begin Dataset rows
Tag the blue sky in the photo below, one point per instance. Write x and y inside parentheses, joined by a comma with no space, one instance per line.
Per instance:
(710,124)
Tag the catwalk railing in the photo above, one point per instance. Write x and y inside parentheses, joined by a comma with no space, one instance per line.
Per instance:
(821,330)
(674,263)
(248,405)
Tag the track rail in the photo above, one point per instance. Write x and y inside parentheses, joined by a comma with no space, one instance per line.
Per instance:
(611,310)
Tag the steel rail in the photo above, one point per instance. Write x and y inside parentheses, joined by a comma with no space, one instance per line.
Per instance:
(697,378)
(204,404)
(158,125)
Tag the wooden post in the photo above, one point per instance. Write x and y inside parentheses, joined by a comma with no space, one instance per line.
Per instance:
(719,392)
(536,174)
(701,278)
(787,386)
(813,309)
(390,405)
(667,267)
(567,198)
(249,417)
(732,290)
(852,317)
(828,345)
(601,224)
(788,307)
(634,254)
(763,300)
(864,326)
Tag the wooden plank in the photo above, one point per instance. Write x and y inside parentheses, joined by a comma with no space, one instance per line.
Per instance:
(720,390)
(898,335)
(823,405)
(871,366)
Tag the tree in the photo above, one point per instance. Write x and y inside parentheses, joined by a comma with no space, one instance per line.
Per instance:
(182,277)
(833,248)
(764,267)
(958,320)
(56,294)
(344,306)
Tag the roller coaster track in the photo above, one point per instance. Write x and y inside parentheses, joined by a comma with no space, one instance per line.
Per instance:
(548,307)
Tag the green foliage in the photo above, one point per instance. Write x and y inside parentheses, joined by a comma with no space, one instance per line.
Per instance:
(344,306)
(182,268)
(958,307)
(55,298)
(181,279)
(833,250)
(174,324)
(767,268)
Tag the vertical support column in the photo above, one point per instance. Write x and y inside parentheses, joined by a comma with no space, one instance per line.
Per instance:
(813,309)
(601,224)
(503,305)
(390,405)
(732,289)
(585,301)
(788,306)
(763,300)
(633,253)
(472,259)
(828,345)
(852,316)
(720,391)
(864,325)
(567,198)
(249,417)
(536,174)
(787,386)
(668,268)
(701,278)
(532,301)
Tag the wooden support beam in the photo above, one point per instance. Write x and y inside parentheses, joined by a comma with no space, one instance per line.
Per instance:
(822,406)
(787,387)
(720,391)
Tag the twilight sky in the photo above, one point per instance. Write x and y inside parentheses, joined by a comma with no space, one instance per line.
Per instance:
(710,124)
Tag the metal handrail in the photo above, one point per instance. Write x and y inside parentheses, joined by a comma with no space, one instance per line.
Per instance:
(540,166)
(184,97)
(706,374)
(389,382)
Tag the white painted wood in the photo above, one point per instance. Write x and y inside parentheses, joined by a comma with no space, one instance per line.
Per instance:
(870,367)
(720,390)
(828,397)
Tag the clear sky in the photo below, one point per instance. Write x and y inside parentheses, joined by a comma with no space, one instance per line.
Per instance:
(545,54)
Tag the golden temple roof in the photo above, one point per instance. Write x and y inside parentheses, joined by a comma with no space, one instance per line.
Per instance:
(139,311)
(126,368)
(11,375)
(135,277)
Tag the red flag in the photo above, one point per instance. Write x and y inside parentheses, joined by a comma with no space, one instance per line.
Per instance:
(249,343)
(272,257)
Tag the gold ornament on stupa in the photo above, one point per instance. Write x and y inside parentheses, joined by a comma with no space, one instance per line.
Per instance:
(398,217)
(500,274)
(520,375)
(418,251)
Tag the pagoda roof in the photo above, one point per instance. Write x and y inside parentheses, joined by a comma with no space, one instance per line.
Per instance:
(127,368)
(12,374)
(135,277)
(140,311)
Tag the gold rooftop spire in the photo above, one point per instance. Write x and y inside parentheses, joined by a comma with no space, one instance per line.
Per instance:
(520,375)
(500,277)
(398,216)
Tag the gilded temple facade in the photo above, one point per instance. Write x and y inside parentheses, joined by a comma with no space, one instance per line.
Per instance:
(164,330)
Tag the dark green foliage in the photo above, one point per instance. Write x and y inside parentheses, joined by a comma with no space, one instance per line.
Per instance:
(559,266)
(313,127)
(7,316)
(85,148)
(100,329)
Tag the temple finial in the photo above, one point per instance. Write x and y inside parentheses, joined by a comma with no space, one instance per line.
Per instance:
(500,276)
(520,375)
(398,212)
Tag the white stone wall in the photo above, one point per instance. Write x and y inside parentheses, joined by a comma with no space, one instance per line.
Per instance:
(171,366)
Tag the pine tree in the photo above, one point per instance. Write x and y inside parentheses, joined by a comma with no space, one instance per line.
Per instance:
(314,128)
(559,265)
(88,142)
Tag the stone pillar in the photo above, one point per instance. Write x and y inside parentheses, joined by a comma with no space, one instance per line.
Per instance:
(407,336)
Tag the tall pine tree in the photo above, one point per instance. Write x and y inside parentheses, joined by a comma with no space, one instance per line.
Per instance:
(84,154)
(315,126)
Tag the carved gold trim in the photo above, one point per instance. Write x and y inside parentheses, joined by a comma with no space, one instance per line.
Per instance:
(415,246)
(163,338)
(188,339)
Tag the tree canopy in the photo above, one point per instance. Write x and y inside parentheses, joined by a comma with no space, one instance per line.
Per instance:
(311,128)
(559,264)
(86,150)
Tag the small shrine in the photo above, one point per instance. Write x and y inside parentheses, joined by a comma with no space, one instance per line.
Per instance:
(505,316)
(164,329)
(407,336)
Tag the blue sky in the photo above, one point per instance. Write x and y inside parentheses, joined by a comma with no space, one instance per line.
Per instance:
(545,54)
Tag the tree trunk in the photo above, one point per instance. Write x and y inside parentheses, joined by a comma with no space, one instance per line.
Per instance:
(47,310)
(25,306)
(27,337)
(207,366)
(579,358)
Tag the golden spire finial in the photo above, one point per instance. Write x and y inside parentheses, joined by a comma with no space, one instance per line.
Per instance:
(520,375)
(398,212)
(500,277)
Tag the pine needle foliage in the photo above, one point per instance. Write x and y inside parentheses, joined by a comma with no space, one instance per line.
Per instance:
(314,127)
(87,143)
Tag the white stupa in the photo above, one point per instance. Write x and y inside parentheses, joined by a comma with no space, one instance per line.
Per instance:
end Dataset rows
● **What is required**
Would you give again, word for word, every line from the one with "Tag the golden spire" through the final line of the listing above?

● **Full response**
Tag the golden spire finial in the photo above, one point per instance. Write x and y inside parentheses, joined by a comma with no space, one instance per line.
Per instance:
(520,375)
(398,212)
(500,277)
Tag the pine needle foliage in the photo above, one point per instance. Write x and y inside parentheses, joined by a comma with no space, one instance per line.
Per instance:
(314,127)
(87,143)
Tag the white stupa in the photo above, one point per instance. Write x and y inside parentheses, joined by a comma with no space, one instance per line.
Per instance:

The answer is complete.